(Items from a data source)
┌──

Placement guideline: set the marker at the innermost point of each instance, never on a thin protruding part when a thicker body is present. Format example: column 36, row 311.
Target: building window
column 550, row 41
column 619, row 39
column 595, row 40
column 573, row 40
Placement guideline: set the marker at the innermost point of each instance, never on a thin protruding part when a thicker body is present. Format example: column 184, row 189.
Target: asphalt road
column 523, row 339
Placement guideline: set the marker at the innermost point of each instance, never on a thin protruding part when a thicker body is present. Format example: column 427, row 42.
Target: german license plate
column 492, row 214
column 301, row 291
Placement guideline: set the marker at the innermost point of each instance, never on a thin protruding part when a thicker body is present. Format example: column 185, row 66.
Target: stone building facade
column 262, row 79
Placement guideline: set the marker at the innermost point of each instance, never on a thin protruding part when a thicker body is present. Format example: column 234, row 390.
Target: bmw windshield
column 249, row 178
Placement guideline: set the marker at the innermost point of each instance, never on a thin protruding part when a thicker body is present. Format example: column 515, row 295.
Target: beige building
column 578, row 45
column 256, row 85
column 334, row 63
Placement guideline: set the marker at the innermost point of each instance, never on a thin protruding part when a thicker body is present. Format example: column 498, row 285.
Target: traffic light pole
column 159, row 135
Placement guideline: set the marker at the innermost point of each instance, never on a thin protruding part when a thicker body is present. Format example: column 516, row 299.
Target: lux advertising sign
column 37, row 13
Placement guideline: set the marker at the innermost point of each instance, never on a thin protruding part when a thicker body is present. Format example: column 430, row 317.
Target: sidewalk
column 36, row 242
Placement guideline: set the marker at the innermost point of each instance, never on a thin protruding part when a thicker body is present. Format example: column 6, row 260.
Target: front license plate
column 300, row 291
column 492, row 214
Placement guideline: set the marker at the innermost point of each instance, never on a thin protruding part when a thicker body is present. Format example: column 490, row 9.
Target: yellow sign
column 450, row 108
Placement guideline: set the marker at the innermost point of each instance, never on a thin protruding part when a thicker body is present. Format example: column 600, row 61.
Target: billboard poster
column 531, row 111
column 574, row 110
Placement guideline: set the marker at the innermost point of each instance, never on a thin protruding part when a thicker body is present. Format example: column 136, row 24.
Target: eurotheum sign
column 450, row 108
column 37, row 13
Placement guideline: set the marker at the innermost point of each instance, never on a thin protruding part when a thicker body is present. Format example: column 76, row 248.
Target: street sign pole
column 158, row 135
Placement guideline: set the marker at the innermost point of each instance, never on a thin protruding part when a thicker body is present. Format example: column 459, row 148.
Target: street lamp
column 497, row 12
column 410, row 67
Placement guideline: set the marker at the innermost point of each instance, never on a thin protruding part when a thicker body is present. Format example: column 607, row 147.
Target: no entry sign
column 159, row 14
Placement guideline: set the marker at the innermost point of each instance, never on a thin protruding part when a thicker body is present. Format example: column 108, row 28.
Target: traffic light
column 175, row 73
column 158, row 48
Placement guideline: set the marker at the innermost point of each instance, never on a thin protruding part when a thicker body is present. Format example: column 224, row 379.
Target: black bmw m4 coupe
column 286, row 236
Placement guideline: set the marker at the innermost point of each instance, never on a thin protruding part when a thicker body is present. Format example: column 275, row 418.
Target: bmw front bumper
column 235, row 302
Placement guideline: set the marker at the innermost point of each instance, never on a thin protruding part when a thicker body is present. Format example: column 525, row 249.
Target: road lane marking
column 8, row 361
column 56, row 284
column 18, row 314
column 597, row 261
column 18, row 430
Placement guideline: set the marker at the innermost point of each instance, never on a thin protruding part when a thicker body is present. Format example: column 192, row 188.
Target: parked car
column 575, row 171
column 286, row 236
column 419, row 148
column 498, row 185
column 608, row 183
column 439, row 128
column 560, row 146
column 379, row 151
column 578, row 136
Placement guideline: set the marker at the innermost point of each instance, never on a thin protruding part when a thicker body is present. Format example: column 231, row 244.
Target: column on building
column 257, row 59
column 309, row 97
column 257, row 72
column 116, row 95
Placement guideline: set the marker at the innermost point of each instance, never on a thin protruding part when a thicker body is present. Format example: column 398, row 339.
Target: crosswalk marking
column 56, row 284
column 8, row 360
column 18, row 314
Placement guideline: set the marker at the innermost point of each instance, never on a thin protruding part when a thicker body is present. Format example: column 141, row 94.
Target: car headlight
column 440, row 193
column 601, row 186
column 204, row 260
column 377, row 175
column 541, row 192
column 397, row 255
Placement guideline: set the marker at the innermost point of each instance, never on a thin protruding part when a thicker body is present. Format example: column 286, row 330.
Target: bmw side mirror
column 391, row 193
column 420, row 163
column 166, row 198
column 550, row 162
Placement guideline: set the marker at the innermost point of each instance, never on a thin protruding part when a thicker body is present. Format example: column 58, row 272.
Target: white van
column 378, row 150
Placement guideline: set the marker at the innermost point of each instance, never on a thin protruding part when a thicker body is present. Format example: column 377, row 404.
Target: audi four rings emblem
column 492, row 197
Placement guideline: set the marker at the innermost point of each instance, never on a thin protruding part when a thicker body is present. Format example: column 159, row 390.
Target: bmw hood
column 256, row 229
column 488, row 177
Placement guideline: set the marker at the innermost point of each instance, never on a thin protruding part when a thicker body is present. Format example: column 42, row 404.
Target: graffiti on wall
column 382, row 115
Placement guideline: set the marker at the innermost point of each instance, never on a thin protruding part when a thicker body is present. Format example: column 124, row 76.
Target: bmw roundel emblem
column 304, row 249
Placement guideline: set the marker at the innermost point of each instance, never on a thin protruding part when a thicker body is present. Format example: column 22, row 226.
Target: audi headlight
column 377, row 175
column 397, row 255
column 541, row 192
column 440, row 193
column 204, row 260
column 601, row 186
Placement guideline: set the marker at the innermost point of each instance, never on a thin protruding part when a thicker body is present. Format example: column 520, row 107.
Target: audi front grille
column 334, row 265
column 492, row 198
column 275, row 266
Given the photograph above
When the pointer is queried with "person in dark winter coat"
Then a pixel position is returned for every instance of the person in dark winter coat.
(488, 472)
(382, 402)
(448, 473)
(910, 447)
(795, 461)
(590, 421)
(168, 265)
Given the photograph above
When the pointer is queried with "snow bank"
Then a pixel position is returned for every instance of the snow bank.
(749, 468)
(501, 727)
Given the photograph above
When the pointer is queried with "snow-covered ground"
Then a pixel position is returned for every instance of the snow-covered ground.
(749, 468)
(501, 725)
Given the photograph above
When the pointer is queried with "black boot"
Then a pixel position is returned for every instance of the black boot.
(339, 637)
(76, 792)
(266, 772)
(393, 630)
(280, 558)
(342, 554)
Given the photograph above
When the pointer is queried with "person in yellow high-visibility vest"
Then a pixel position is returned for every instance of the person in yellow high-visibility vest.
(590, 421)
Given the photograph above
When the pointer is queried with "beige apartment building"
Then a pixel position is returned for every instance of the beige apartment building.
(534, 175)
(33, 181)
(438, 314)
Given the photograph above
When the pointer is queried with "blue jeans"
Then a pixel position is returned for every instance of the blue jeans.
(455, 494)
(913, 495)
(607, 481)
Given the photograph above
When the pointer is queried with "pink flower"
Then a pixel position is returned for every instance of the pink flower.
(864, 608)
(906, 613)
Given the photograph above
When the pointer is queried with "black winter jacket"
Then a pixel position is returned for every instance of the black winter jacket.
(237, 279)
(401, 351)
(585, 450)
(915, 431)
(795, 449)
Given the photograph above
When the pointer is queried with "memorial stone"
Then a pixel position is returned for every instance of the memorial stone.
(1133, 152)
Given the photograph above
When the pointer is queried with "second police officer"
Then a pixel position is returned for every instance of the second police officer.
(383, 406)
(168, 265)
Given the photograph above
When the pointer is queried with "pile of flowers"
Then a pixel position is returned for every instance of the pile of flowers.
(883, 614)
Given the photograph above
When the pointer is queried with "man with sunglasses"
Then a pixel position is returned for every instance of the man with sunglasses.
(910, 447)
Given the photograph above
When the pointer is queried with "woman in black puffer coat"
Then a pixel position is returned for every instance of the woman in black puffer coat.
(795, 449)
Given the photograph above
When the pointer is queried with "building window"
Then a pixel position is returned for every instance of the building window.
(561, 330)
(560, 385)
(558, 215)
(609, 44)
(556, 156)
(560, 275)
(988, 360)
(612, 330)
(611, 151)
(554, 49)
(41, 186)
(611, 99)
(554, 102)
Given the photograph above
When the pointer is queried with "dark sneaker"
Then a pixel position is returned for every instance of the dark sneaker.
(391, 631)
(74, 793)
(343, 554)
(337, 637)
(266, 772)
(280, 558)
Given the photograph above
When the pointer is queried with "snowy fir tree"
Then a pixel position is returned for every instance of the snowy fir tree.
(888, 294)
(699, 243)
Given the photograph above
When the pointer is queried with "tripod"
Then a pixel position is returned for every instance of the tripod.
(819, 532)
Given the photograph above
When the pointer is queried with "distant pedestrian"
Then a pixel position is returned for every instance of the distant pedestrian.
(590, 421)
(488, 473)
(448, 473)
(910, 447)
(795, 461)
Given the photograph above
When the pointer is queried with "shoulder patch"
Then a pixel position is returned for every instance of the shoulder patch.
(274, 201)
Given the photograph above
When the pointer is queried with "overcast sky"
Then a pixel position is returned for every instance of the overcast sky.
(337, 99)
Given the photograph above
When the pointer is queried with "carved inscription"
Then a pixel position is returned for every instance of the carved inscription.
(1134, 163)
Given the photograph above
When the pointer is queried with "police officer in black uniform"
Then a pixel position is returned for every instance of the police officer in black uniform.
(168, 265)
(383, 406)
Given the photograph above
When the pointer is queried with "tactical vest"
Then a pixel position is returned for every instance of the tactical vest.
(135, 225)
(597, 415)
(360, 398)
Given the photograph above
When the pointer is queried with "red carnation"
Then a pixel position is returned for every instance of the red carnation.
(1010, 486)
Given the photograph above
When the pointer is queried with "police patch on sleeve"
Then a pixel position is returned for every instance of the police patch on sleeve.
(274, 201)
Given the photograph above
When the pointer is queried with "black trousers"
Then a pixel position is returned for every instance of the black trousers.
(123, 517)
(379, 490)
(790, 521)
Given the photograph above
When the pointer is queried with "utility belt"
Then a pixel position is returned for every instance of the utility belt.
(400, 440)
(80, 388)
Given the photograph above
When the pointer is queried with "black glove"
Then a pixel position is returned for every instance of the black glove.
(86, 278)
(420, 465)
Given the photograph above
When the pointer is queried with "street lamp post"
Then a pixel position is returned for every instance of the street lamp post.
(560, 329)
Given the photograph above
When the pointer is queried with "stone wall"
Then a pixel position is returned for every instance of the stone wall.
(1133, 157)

└──

**Work request**
Beginning at the line containing "street lamp post.", repeat each line exactly through the last line of the entries, and include no other lines.

**Problem solution**
Then a pixel position is returned for every instance of the street lamp post.
(560, 329)
Given the photograph above
When the pointer is queried with "stone wall"
Then a pixel position is returned for every instance of the stone wall.
(1133, 157)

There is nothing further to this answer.